■ What this task involves: Write out the entries below exactly as they stand. Skip every image.

(Beginning of Data records)

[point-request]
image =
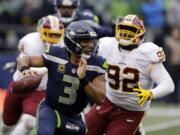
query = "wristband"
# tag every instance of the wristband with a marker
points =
(24, 68)
(84, 82)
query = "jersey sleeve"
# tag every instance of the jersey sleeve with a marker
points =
(49, 54)
(105, 47)
(152, 53)
(99, 68)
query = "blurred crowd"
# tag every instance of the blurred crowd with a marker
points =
(161, 17)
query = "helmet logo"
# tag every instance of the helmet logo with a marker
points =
(67, 2)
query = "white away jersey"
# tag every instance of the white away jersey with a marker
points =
(127, 69)
(31, 44)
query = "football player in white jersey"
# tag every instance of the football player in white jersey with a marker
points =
(133, 69)
(50, 32)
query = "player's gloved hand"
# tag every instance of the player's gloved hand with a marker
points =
(81, 70)
(144, 95)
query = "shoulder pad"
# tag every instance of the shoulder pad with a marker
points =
(106, 45)
(152, 52)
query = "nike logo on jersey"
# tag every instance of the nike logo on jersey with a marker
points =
(129, 120)
(72, 126)
(122, 63)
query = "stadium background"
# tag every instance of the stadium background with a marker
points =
(18, 17)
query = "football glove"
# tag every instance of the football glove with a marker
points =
(144, 95)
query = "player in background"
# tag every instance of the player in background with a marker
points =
(50, 32)
(74, 73)
(133, 69)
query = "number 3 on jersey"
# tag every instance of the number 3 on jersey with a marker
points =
(70, 91)
(114, 74)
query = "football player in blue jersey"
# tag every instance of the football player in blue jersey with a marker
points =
(74, 74)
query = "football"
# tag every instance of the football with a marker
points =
(26, 85)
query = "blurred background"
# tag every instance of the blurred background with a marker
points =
(162, 21)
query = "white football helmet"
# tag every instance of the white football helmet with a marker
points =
(129, 30)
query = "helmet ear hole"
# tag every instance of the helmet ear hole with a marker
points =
(130, 30)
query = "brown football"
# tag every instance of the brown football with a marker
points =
(26, 85)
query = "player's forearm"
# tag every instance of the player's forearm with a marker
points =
(95, 93)
(30, 61)
(163, 89)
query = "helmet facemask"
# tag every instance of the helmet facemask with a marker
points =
(80, 39)
(52, 31)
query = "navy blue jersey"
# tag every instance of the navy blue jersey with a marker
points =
(64, 92)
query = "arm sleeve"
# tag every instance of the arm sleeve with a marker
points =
(163, 80)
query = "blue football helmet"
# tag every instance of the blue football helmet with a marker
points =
(66, 9)
(76, 32)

(End of Data records)

■ Answer below:
[point-request]
image =
query = "wristband"
# tag every instance of the wristband with a marker
points =
(24, 68)
(84, 82)
query = "jersey sleeve"
# tag every instance of the jersey sleeve with a marker
points =
(49, 54)
(105, 47)
(152, 53)
(99, 68)
query = "blurred crowd"
# tag every instance of the blurred crowd with a marker
points =
(161, 17)
query = "helmet logo"
# tag every instance of the helmet logo with a marker
points =
(67, 2)
query = "white away jersey"
# tag every instance of the white away jersey with a marker
points =
(127, 69)
(31, 44)
query = "football player in white jersey"
# tag every instance of the football player in white jersey with a marker
points =
(133, 69)
(50, 32)
query = "player's gloved hand"
# tag every instance of the player's gloved hand with a marker
points =
(81, 70)
(144, 95)
query = "shoulder pad"
# tag every instance of the shoulder pad with a marker
points =
(106, 45)
(152, 52)
query = "nike logo on jersey"
# tag every instance of the nike logo on jersey with a marker
points =
(129, 120)
(72, 126)
(122, 63)
query = "stadium background"
# tag every instance of the stadium background with a marker
points =
(18, 17)
query = "football glove"
# tag every instance of the football glove with a marker
points =
(144, 95)
query = "player in background"
# tag every instance of the player in background with a marker
points =
(50, 32)
(74, 73)
(133, 69)
query = "number 3 on jersey"
# tag every instance of the number 3 on jersey with a marker
points =
(70, 91)
(114, 74)
query = "football player in blue jersey"
# tag every instance of the football player in blue jersey with a marker
points =
(74, 74)
query = "football"
# tag every instance of the football with a marker
points =
(26, 85)
query = "blurred background"
# tag every instance of the blurred background with a marker
points =
(162, 21)
query = "white football helmet"
# tag every instance of the white football helmet with a marker
points =
(129, 30)
query = "helmet ear hole"
# tag every instance of the helmet ear hole with a marker
points =
(130, 30)
query = "brown football"
# tag every instance of the brown football with a marker
points =
(26, 85)
query = "player's forearm"
# tag every instance of the player's forearm with a marker
points =
(95, 93)
(30, 61)
(163, 89)
query = "helmet facemask"
# tag every instance of the helmet facemask with a marker
points =
(80, 39)
(52, 31)
query = "navy blue jersey"
# tag every instance of the navy blue jersey with a marker
points =
(64, 92)
query = "arm sleeve"
# tag every instance of the arm sleeve with a marker
points =
(163, 80)
query = "blue football helmet"
# tag every instance of the blue football helmet with a marker
points =
(66, 9)
(76, 32)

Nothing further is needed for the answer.